EXERCISES TO COMPLETE:
- A) Decide whether each statement agrees with the post on Florida's anti-sanctuary bill, answering yes or no and quoting the words of the post that settle it: (i) The bill passed the Florida Senate in early May. (ii) Fewer than fifty business leaders signed the letter to lawmakers. (iii) Joe Gruters said the bill was meant to target law-abiding immigrants.
- B) Answer these questions from the post on Florida's anti-sanctuary bill:
(i) What is the bill called?
(ii) Which Texas law does the post liken it to?
(iii) What nationality were the parents of the two young girls who spoke to the committee?
- C) Carry on the post on Florida's anti-sanctuary bill, starting right after its final sentence.
---------- DOCUMENT TEXT
Guest post by Sumona Gupta. Sumona is a Socio-Legal Studies student at the University of Alabama in Tuscaloosa, Alabama. Her work and studies center on immigrant rights in the Southeastern U.S.
In early May, a bill created to ban sanctuary cities from the state of Florida passed the state’s Senate vote, bolstering the controversial and ineffective Secure Communities Program. It is expected to be signed into law by Governor Ron DeSantis, who made outlawing sanctuary cities in Florida one of his key campaign promises. The bill, called SB 168, would require local governments to use their ‘best efforts’ to support federal immigration enforcement authorities. This would include forced compliance with “detainers” - requests from Immigration and Customs Enforcement (ICE) authorities to temporarily hold arrestees suspected of entering the country illegally. Akin to Texas’ anti-sanctuary law, SB 4, Florida’s bill proposes to give the state power to suspend or remove from office local officials that do not comply with federal authorities.
The passage of SB 168 was highly contentious. Both sides combined emotional appeals with rational arguments in their push for or against the bill. Parents whose son was killed by a twice-deported undocumented man spoke before a committee, urging them to pass the bill. Then, two young girls spoke to the same committee about the struggles of their Honduran immigrant parents, asking the opposite. Over one-hundred business leaders signed a letter telling lawmakers that the bill could irreparably harm the state’s agricultural and construction industries. State Senator Joe Gruters said the bill was not meant to target law-abiding immigrants, but rather that it was only ‘about public safety.’ This statement was one further reiteration of the oft-repeated right-wing narrative that sanctuary city policies allow for criminal aliens to go undiscovered and unpunished by law enforcement.
This argument is not new, however. It has its roots in longstanding xenophobic assumptions of immigrants as criminals. Curbing immigration and controlling immigrant populations because of their perceived criminality has occurred with each successive wave of immigration to the U.S. - first, with the influx of Irish and Chinese immigrants in the 19th century, then later with Italians and Eastern Europeans, and today with Latin-Americans. However, research has consistently disproved the notions that immigrant populations are more criminal than native-born ones or that sanctuary cities enable crime by immigrants. But tying immigrants to crime has now reached past political rhetoric, as immigrants are not only considered more criminal, but are treated as such by immigration enforcement authorities through the adoption of criminal prosecution and detention methods.
--------------------
---------- SUPPLIED INFORMATION
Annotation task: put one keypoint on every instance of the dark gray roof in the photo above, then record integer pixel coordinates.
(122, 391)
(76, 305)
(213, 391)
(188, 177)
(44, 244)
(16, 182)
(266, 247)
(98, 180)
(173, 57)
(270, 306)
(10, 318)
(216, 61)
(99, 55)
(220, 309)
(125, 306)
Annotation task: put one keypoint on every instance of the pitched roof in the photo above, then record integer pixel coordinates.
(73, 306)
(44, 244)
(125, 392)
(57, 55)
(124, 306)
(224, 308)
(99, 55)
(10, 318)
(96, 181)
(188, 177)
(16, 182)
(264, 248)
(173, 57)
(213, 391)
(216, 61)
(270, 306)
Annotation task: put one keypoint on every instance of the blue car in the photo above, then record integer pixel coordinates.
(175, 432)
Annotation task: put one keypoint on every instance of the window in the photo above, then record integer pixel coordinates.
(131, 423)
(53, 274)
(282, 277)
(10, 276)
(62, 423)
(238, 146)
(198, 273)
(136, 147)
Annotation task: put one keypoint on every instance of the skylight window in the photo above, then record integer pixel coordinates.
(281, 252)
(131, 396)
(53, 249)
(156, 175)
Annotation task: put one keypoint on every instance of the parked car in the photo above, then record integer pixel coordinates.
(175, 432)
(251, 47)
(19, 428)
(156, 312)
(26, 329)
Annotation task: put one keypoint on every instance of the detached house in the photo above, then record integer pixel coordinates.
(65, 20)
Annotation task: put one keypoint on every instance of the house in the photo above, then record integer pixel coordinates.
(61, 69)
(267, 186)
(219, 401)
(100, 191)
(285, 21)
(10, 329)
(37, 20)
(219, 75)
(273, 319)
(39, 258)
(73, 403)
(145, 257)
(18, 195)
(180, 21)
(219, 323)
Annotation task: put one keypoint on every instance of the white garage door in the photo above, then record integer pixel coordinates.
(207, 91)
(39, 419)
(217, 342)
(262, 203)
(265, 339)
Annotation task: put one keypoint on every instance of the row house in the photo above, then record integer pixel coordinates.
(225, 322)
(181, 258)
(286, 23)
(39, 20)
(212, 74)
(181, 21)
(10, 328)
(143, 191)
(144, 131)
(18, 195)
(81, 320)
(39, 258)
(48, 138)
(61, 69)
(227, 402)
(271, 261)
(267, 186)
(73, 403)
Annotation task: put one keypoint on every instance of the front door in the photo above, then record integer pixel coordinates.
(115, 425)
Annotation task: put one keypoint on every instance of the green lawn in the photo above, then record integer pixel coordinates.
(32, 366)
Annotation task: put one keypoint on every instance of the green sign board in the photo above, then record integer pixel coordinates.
--------------------
---------- SUPPLIED INFORMATION
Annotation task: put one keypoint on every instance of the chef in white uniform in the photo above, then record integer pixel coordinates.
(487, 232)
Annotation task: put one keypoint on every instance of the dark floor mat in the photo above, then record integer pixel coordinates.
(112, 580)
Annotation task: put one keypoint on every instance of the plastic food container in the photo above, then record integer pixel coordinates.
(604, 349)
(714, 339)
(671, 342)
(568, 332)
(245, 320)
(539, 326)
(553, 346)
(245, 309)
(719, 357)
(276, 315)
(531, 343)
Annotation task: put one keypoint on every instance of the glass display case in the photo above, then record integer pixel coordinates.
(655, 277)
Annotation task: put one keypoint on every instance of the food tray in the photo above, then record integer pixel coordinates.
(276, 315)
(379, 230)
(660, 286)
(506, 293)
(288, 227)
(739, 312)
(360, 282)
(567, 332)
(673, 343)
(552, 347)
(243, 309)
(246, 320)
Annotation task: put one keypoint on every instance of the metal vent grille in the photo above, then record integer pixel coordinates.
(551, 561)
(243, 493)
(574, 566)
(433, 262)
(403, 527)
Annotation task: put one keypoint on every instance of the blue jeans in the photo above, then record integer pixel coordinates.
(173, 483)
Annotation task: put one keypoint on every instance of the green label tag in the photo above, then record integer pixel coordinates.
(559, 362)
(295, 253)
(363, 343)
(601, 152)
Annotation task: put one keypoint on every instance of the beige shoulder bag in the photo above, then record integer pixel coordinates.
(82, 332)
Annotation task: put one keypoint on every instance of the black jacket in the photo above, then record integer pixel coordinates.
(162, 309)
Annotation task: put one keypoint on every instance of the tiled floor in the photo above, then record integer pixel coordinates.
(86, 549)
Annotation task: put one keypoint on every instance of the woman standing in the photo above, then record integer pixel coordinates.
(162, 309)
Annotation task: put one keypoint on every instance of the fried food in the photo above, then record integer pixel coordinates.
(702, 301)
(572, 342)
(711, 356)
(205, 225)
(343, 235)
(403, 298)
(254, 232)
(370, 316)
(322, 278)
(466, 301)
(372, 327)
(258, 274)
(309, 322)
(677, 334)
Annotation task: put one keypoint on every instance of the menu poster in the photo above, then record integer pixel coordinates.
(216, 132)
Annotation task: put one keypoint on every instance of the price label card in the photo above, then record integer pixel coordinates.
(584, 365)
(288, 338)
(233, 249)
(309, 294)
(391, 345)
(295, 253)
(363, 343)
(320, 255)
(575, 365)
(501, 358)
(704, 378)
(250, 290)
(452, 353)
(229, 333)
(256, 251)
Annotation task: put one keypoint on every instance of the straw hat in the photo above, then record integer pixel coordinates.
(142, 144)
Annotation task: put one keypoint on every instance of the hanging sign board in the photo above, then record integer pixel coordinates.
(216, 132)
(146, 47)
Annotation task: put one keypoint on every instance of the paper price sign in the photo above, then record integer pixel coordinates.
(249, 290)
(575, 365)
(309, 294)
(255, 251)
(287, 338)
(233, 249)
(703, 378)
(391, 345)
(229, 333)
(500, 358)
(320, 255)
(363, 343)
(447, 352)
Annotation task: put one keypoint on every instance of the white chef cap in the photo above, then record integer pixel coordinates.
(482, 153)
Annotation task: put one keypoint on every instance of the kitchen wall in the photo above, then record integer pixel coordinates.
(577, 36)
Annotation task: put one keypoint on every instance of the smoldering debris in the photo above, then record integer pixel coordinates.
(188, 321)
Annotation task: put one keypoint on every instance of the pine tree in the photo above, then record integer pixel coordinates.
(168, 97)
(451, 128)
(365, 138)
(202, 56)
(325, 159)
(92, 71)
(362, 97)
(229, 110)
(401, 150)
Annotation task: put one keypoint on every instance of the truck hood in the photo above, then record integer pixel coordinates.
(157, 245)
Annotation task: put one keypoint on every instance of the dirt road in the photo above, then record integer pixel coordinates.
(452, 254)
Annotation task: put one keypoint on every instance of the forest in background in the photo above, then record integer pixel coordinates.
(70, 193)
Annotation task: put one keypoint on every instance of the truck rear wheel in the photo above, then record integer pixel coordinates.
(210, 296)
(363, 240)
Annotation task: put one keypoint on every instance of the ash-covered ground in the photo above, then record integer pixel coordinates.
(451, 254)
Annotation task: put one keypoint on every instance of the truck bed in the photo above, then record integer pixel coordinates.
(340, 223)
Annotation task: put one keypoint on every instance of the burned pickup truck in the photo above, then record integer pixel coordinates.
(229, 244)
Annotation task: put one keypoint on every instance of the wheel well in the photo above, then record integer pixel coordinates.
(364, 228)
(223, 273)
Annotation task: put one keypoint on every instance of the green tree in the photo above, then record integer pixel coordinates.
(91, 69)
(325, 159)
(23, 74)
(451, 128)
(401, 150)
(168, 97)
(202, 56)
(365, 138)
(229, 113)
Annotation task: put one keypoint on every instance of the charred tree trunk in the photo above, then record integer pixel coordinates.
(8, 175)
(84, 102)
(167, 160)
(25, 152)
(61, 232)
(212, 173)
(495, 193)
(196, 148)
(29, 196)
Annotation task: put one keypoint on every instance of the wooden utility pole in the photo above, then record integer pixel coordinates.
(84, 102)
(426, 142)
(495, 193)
--------------------
---------- SUPPLIED INFORMATION
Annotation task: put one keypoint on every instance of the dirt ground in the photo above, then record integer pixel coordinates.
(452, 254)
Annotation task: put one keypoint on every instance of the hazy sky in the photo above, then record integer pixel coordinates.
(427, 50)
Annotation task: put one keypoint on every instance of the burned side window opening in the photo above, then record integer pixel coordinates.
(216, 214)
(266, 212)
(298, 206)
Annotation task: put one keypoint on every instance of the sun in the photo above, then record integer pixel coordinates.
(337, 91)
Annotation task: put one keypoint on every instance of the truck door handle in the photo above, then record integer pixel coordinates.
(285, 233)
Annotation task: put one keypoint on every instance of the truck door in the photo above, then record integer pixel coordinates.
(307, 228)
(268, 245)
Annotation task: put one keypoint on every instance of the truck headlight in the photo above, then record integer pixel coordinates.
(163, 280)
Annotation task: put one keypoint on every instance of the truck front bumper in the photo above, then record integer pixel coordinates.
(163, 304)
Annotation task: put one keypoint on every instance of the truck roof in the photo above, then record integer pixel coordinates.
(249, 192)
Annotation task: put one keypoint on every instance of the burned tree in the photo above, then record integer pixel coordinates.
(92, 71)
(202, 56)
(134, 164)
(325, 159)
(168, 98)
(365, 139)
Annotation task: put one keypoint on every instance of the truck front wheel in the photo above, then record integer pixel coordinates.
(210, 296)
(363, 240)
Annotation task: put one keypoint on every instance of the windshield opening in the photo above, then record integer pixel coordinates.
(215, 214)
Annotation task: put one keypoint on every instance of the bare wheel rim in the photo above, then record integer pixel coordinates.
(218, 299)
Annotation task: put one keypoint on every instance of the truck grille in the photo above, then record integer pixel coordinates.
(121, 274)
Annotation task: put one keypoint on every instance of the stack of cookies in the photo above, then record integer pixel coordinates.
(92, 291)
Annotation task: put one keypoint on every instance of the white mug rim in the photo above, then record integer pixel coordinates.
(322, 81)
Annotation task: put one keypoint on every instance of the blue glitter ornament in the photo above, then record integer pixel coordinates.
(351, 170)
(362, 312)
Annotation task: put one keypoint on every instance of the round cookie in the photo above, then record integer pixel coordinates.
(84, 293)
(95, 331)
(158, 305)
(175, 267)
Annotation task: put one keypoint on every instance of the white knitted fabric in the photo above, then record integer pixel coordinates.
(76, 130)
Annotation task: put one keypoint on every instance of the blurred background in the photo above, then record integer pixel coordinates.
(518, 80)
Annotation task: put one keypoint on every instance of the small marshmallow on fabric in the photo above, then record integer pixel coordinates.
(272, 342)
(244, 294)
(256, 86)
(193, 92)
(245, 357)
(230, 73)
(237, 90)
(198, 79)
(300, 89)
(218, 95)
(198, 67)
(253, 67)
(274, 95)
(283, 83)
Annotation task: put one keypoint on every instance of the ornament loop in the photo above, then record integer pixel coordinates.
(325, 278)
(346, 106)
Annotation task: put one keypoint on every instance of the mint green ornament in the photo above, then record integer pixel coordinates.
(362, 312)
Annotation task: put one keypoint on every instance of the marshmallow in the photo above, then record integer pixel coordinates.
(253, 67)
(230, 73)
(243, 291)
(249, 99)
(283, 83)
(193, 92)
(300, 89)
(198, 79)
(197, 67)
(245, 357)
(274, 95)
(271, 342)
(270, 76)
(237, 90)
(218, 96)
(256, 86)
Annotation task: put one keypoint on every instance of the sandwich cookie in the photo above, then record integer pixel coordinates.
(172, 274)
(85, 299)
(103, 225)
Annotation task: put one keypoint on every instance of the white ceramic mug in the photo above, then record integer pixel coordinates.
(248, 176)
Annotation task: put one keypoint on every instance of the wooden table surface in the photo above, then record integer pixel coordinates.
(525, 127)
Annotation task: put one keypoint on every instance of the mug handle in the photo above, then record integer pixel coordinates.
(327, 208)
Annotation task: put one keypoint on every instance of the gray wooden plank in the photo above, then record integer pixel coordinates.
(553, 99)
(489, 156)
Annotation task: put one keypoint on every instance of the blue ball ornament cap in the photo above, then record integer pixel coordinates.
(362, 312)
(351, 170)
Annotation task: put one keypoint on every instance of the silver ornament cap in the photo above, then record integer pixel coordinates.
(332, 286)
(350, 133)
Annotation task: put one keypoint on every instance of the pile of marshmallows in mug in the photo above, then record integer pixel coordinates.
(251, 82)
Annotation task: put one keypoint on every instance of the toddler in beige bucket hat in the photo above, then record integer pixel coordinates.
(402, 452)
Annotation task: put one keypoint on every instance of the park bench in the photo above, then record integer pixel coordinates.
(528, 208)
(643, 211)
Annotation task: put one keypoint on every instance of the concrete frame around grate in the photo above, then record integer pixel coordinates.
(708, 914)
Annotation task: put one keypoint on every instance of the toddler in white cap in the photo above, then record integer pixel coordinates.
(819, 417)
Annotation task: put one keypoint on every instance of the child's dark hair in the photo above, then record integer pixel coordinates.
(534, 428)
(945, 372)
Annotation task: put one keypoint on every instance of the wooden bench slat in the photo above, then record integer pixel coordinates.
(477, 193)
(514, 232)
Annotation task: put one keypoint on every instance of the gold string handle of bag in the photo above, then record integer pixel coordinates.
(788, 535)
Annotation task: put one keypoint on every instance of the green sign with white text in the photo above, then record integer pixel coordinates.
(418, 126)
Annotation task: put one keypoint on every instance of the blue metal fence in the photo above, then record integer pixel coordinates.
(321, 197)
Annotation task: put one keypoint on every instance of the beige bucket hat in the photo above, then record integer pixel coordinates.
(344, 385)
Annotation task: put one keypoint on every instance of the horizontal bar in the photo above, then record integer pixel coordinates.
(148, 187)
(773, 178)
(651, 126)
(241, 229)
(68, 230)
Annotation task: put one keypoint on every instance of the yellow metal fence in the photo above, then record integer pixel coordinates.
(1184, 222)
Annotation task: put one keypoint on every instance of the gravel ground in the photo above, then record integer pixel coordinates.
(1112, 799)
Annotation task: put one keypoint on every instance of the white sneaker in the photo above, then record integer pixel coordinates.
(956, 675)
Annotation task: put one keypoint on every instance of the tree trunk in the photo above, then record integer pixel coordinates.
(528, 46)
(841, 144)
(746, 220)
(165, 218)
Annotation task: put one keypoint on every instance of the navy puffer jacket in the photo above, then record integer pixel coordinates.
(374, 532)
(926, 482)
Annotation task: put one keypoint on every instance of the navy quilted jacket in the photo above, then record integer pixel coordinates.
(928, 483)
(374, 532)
--------------------
TASK RESULTS:
- A)
(i) Yes: "In early May, a bill created to ban sanctuary cities from the state of Florida passed the state’s Senate vote"
(ii) No: "Over one-hundred business leaders signed a letter telling lawmakers"
(iii) No: "State Senator Joe Gruters said the bill was not meant to target law-abiding immigrants"

- B)
(i) SB 168
(ii) SB 4
(iii) Honduran

- C)
Sanctuary policies are meant to counter the ‘crimmigration’ paradigm which includes the Secure Communities Program. U.S. law enforcement is somewhat unique in its decentralized nature – police and localities are usually given more latitude when it comes to setting their own procedures for participating in enforcement of federal immigration laws. Though immigration enforcement is meant to be carried out by federal authorities in the U.S., the Department of Homeland Security sought to convince states and local law enforcement agencies that they were required to fully participate in its new program Secure Communities beginning in 2008. When a person is arrested by state or local authorities for a criminal offense, their fingerprints are taken and submitted to the Federal Bureau of Investigation for a criminal record check. Under Secure Communities, the Department of Homeland Security (which oversees ICE) also receives those fingerprints automatically. ICE checks the prints with its databases and sends a request for local authorities to detain suspected aliens. These requests, called ‘detainers,’ remain for a period of 48 hours in which the suspect may be moved into federal immigration custody and deportation proceedings. The detainer can remain even if they have paid bail or would otherwise be deemed eligible for release.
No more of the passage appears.